##### ARTICLE #####

Also spelt: Khuzdûl
In the second chapter of the Silmarillion we learn that as soon as Aulë had made the Seven Fathers of the Dwarves, he "began to instruct the Dwarves in the tongue that he had devised for them". Their own name for their language was Khuzdul, which is evidently simply "Dwarvish", the Dwarves calling themselves Khazâd (singular Khuzd). We read that "according to their legends their begetter, Aulë the Vala, had made this [tongue] for them and had taught it to the Seven Fathers before they were laid to sleep until the time for their awakening should come. After their awakening this language (as all languages and all other things in Arda) changed in time, and divergently in the mansions that were far-sundered. But the change was so slow and the divergence so small that even in the Third Age converse between all Dwarves in their own tongue was easy. As they said, the change in Khuzdul as compared with the tongue of the Elves, and still more with those of Men, was 'like the weathering of hard rock compared with the melting of snow' " (PM:323).
Also Pengolodh comments upon "the tradition that they have...that Aule devised for them their tongue in its beginning, and therefore it changes little" (WJ:402). In contrast a gesture-language the Dwarves had devised for themselves, the so-called iglishmêk, was more changeable.
But however well-preserved, Khuzdul was rarely learnt by others than Dwarves themselves. Late legends had it that in Valinor, Aulë had acquainted Fëanor with the language he had made for the Dwarves, but Tolkien noted that this was not necessarily true; perhaps it was just a story due to the fame of Fëanor (VT39:10). In Middle-earth, the Elves were not particularly interested in Dwarvish, and they did not think highly of this language anyway: "They could understand no word of the tongue of the Naugrim [Dwarves], which to their ears was cumbrous and unlovely; and few ever of the Eldar have achieved the mastery of it" (Silmarillon ch. 10). Even Tolkien himself states as a fact that "Dwarvish was both complicated and cacophonous. Even early elvish philologists avoided it" (Letters:31).

##### RECORDS PROVIDED #####

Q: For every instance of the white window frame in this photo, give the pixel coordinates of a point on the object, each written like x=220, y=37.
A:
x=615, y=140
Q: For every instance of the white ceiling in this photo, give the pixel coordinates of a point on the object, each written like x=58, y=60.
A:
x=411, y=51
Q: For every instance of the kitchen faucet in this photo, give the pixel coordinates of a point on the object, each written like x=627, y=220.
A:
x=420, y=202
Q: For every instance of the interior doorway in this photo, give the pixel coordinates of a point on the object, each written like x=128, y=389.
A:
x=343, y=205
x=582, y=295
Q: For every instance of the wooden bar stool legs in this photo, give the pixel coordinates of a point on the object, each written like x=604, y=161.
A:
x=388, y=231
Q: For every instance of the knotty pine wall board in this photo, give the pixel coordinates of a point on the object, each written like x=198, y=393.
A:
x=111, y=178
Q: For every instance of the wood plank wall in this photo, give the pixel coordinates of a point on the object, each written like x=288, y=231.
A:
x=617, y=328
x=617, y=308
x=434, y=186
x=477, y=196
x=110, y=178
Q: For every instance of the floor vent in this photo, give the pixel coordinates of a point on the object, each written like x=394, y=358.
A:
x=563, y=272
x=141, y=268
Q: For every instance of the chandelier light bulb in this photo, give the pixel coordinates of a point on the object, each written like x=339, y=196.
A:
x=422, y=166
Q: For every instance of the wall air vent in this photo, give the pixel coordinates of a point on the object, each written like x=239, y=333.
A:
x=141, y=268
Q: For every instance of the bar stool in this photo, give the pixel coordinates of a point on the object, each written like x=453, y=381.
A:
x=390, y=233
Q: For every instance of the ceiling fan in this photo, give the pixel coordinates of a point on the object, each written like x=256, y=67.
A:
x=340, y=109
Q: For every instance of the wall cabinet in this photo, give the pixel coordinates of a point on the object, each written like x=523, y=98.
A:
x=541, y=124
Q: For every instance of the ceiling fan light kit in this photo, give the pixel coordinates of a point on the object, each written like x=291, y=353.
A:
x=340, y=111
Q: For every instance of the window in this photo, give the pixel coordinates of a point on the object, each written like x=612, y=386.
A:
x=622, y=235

#####

GIVEN TASK
Reproduce the Khuzdul article from "Also Pengolodh comments" to "was more changeable.". The items are separate material and are not part of the Khuzdul article.

REPLY TO THE EXERCISE
Also Pengolodh comments upon "the tradition that they have...that Aule devised for them their tongue in its beginning, and therefore it changes little" (WJ:402). In contrast a gesture-language the Dwarves had devised for themselves, the so-called iglishmêk, was more changeable.